::: Data lines :::

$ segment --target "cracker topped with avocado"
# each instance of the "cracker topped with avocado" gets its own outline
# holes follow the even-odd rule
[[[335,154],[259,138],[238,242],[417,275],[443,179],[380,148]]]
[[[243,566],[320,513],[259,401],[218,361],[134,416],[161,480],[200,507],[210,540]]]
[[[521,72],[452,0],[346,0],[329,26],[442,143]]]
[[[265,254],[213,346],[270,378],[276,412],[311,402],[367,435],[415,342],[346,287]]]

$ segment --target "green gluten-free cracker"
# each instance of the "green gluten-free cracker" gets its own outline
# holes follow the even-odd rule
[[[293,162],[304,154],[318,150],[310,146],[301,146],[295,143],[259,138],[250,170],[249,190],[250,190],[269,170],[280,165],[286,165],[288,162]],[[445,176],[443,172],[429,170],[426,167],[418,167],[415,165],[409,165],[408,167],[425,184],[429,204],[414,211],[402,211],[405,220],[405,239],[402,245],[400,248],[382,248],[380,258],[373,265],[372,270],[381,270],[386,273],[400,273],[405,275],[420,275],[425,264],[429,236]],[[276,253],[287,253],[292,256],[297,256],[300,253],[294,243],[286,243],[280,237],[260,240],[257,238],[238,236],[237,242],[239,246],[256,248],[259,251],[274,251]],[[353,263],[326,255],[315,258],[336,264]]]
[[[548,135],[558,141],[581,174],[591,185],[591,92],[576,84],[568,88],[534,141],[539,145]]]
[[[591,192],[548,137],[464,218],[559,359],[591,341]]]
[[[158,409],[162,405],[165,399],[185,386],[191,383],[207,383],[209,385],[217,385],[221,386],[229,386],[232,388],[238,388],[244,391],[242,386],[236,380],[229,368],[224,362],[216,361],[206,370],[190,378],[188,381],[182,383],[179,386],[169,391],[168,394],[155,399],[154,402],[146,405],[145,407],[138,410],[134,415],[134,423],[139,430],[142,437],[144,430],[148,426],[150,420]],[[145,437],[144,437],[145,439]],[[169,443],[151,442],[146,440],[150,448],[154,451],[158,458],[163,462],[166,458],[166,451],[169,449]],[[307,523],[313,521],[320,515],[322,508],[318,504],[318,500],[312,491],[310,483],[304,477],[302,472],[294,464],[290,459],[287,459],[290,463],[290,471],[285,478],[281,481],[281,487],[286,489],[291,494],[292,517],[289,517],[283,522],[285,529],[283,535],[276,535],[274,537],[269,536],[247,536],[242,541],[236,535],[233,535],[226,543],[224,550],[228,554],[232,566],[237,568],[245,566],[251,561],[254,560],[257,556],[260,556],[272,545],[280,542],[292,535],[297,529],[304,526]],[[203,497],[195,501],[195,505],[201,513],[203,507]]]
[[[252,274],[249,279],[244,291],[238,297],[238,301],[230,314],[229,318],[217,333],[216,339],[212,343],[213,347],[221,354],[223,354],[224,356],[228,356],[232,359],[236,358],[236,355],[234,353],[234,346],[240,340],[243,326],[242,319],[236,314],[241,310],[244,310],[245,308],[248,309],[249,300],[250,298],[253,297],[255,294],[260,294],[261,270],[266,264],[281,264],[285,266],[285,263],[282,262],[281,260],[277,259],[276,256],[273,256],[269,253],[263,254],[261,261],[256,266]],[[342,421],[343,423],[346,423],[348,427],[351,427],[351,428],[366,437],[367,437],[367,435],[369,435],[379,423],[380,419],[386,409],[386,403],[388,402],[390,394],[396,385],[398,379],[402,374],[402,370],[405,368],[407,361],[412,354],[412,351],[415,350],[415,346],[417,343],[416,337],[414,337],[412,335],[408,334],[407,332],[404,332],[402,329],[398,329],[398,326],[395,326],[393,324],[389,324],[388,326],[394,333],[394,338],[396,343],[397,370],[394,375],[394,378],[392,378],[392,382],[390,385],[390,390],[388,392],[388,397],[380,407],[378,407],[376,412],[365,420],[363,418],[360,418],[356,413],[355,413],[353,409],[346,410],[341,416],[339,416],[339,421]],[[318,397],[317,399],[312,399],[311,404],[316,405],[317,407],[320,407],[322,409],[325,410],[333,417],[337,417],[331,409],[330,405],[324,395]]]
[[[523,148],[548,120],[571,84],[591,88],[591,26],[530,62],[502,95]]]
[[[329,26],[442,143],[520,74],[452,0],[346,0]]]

:::

Stated goal:
Switch each occurrence of "cracker topped with avocado" in these lines to "avocado-topped cracker", and reproduce the lines with every other character unchanged.

Correct answer:
$ segment --target "avocado-topped cracker"
# each instance of the "avocado-topped cracker" gets its own outline
# holes follow the even-odd rule
[[[335,154],[259,138],[238,242],[417,275],[443,179],[380,148]]]
[[[243,566],[320,513],[259,401],[218,361],[134,416],[161,480],[200,507],[210,540]]]
[[[521,72],[452,0],[346,0],[329,26],[442,143]]]
[[[265,254],[213,346],[270,378],[276,412],[311,402],[367,435],[415,342],[346,287]]]

$ segment --target "green gluten-free cracker"
# each instance of the "green gluten-free cracker" gets its own outline
# holes follow the even-odd rule
[[[293,162],[304,154],[318,150],[310,146],[301,146],[295,143],[259,138],[250,170],[249,190],[250,190],[269,170],[280,165],[286,165],[288,162]],[[445,176],[443,172],[429,170],[426,167],[418,167],[415,165],[409,165],[408,167],[425,184],[429,204],[414,211],[402,211],[405,220],[405,239],[402,245],[400,248],[382,248],[380,258],[373,265],[372,270],[381,270],[386,273],[400,273],[405,275],[420,275],[425,264],[429,236]],[[276,253],[287,253],[292,256],[297,256],[300,253],[294,243],[286,243],[280,237],[260,240],[257,238],[238,236],[237,242],[239,246],[256,248],[259,251],[274,251]],[[353,263],[326,255],[315,258],[336,264]]]
[[[548,135],[558,141],[581,174],[591,185],[591,92],[576,84],[568,88],[534,141],[539,145]]]
[[[591,192],[548,137],[464,218],[559,359],[591,341]]]
[[[158,409],[162,405],[165,399],[185,386],[191,383],[207,383],[209,385],[217,385],[221,386],[229,386],[232,388],[238,388],[244,391],[242,386],[236,380],[229,368],[224,362],[216,361],[206,370],[190,378],[188,381],[182,383],[179,386],[169,391],[168,394],[155,399],[154,402],[146,405],[145,407],[138,410],[134,415],[134,423],[139,430],[142,437],[144,430],[148,426],[150,420]],[[145,437],[144,437],[145,439]],[[169,443],[151,442],[146,440],[150,448],[154,451],[158,458],[163,462],[166,458],[166,451],[169,449]],[[307,523],[313,521],[320,515],[322,508],[318,504],[318,500],[312,491],[310,483],[304,477],[302,472],[294,464],[290,459],[287,459],[290,463],[290,471],[285,478],[281,481],[281,487],[286,489],[291,494],[292,517],[289,517],[283,522],[285,529],[283,535],[276,535],[274,537],[269,536],[247,536],[242,541],[236,535],[233,535],[226,543],[224,550],[228,554],[232,566],[237,568],[245,566],[251,561],[254,560],[257,556],[260,556],[272,545],[280,542],[292,535],[297,529],[304,526]],[[203,497],[195,501],[195,505],[201,513],[203,507]]]
[[[252,274],[249,279],[244,291],[238,297],[238,301],[230,314],[229,318],[217,333],[216,339],[212,343],[213,347],[221,354],[223,354],[224,356],[228,356],[232,359],[236,358],[236,355],[234,353],[234,346],[240,340],[243,326],[242,319],[236,314],[241,310],[244,310],[245,308],[248,309],[249,300],[250,298],[253,297],[255,294],[260,294],[261,270],[266,264],[281,264],[285,266],[285,263],[282,262],[281,260],[277,259],[276,256],[273,256],[269,253],[263,254],[261,261],[256,266]],[[342,421],[343,423],[346,423],[348,427],[351,427],[351,428],[366,437],[367,437],[367,435],[369,435],[379,423],[380,419],[386,409],[386,403],[388,402],[390,394],[396,385],[398,379],[402,374],[402,370],[405,368],[407,361],[412,354],[412,351],[415,350],[415,346],[417,343],[416,337],[414,337],[412,335],[408,334],[407,332],[404,332],[402,329],[398,329],[398,326],[395,326],[393,324],[389,324],[388,326],[394,333],[394,338],[396,343],[397,370],[394,375],[394,378],[392,378],[392,382],[390,385],[390,390],[388,392],[388,397],[380,407],[378,407],[376,412],[365,420],[363,418],[360,418],[356,413],[355,413],[353,409],[346,410],[341,416],[339,416],[339,421]],[[318,397],[317,399],[312,399],[311,404],[316,405],[317,407],[320,407],[322,409],[325,410],[333,417],[337,417],[331,409],[330,405],[324,395]]]
[[[523,148],[548,120],[571,84],[591,88],[591,26],[530,62],[502,95]]]
[[[329,26],[442,143],[520,74],[452,0],[346,0]]]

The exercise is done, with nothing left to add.